• _EXTRACTED RECORDS_:

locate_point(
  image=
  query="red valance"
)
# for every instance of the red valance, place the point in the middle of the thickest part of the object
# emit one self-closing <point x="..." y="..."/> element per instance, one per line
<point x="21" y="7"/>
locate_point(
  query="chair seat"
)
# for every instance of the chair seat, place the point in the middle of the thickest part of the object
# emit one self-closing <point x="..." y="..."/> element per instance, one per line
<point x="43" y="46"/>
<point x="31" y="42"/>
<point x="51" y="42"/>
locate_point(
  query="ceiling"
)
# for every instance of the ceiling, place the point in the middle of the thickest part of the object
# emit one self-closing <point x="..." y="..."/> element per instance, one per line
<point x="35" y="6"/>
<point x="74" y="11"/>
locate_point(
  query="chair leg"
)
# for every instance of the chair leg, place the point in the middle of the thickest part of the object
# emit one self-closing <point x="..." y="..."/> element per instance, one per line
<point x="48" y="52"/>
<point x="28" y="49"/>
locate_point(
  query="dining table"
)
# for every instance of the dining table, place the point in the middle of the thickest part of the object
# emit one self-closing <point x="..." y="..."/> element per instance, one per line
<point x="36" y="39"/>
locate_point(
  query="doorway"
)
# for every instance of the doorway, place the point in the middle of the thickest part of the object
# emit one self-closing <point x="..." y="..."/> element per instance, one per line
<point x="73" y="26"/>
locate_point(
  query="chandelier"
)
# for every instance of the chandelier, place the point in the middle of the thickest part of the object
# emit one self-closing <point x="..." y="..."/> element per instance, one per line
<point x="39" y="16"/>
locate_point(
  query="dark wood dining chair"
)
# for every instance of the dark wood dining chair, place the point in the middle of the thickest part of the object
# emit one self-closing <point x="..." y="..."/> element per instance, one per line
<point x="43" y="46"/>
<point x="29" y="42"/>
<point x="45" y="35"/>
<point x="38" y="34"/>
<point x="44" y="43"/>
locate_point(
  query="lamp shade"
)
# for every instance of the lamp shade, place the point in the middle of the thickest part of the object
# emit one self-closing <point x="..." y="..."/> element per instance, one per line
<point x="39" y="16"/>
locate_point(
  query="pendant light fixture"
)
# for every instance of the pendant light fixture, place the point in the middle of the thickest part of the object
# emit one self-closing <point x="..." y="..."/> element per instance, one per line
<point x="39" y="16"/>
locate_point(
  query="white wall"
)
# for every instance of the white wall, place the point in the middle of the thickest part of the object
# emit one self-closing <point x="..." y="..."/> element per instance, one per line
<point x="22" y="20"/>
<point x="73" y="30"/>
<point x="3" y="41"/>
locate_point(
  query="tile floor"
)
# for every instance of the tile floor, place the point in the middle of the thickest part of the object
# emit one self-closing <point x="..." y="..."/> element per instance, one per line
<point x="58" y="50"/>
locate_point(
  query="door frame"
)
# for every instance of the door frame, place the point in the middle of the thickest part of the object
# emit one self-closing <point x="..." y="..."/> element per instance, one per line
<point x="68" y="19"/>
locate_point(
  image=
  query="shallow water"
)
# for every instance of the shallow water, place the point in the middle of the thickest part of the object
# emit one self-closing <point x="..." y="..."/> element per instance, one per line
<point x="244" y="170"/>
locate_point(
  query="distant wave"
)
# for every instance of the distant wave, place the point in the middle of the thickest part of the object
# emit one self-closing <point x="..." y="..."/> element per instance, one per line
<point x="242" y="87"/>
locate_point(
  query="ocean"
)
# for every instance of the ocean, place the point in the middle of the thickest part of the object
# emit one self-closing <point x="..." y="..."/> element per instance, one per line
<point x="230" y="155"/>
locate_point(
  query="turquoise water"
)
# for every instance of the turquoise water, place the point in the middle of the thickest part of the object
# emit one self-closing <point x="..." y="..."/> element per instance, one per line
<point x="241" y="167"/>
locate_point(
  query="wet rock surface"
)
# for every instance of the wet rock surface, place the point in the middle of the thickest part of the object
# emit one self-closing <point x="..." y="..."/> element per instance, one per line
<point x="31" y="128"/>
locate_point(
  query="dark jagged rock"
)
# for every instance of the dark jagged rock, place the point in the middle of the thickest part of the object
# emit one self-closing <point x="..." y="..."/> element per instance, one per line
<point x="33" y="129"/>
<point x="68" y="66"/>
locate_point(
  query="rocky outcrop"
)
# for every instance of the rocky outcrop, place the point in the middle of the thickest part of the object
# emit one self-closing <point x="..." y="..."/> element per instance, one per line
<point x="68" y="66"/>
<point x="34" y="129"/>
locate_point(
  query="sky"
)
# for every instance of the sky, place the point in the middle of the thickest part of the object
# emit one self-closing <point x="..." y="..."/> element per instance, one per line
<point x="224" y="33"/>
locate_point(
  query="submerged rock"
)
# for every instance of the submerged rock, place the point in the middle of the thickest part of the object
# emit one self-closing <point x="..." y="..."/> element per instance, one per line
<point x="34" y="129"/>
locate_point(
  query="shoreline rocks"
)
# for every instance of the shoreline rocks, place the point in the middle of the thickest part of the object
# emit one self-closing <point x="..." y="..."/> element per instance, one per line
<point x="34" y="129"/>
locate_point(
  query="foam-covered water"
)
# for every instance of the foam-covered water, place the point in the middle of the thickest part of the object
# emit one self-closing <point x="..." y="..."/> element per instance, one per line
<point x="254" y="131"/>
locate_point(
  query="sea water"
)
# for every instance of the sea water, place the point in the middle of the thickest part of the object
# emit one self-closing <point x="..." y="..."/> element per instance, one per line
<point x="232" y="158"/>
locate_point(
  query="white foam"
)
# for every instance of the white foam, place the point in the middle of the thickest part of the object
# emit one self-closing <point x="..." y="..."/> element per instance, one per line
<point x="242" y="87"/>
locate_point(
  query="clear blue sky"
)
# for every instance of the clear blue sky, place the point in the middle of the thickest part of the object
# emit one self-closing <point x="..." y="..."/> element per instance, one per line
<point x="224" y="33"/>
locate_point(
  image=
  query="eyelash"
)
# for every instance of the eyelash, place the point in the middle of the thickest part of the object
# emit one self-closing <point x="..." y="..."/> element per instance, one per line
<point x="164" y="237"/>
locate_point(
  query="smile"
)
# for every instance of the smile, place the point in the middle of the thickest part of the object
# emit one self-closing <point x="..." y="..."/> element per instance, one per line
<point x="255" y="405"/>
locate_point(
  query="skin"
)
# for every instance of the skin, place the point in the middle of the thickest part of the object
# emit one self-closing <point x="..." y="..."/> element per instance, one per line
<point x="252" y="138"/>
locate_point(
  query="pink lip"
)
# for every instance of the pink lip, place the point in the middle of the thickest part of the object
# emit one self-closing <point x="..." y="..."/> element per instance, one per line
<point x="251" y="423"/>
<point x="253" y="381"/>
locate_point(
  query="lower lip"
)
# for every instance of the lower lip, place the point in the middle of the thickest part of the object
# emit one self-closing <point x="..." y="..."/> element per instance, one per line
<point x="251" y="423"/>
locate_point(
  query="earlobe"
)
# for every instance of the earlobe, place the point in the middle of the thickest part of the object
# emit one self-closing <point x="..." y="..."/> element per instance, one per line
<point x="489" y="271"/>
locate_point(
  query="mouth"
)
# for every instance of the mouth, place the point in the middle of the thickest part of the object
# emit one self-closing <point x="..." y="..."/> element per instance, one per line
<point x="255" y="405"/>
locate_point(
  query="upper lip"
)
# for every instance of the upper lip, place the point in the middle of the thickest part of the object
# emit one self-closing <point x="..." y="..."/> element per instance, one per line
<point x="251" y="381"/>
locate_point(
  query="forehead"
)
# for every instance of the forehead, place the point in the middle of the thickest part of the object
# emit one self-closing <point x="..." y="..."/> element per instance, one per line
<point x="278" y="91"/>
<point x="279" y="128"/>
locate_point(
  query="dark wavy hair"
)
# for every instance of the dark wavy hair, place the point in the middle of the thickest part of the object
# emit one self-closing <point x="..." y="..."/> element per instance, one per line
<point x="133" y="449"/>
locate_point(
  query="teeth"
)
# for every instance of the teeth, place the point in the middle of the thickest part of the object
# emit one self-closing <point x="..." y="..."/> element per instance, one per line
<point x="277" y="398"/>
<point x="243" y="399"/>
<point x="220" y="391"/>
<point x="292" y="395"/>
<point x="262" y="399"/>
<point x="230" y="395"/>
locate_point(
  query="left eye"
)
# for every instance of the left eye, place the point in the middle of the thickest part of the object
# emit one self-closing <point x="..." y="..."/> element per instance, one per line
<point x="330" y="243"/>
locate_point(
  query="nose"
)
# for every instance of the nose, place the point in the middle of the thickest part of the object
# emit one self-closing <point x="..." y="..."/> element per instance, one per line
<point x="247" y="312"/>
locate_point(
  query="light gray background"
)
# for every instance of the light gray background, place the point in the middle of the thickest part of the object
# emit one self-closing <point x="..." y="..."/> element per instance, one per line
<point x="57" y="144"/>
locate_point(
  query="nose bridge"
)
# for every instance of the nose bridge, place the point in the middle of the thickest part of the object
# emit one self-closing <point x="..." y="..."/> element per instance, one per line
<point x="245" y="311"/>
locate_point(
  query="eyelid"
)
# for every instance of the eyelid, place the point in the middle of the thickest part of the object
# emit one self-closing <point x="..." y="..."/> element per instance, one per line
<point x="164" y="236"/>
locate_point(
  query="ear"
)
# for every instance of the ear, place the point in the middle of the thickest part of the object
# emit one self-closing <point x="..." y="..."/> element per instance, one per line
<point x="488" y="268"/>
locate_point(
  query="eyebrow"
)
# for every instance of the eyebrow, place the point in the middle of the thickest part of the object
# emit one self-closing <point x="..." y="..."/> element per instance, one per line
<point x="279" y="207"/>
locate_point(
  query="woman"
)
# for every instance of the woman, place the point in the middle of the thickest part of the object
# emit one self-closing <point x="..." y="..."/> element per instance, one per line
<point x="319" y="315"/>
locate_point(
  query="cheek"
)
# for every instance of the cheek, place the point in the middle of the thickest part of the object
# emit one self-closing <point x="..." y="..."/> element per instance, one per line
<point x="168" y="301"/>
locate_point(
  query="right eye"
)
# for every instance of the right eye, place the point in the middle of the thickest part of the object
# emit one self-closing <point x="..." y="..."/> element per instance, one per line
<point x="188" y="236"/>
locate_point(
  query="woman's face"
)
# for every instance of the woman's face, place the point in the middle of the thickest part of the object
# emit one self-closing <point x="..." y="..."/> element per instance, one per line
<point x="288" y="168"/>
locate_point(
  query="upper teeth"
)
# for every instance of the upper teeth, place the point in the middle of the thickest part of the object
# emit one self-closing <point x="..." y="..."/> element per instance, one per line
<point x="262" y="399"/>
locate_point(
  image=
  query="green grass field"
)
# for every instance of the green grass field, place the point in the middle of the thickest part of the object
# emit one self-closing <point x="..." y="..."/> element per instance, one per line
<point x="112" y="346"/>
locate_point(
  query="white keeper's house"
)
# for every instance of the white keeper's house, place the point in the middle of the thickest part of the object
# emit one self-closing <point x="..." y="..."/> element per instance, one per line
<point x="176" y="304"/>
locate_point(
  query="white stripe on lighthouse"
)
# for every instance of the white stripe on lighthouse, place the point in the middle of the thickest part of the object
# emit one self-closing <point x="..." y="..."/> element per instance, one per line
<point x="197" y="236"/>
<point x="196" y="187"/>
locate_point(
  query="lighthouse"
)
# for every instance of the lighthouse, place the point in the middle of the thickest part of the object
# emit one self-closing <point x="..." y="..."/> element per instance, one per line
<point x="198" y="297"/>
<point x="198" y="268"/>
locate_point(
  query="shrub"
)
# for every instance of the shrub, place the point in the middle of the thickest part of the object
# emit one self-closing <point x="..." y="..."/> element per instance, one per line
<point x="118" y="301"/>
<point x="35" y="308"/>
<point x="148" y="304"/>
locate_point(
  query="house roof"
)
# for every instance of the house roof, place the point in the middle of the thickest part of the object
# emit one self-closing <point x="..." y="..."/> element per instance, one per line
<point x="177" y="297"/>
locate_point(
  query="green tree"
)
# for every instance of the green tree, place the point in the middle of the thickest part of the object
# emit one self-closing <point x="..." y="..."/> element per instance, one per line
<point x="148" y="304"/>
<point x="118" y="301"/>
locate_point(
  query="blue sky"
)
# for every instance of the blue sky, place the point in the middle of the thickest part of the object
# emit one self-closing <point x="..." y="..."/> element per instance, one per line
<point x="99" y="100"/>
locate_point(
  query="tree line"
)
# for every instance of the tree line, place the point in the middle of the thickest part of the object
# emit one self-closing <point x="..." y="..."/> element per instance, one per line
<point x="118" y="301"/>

• _WHAT YOU SHOULD DO_: Return every line of the records above that contains the string "green". Case counts.

• _ANSWER_:
  query="green grass field"
# for every instance of the green grass field, place the point in the middle of the thickest part of the object
  query="green tree"
# for every instance of the green tree, place the point in the middle of the thickest part of the object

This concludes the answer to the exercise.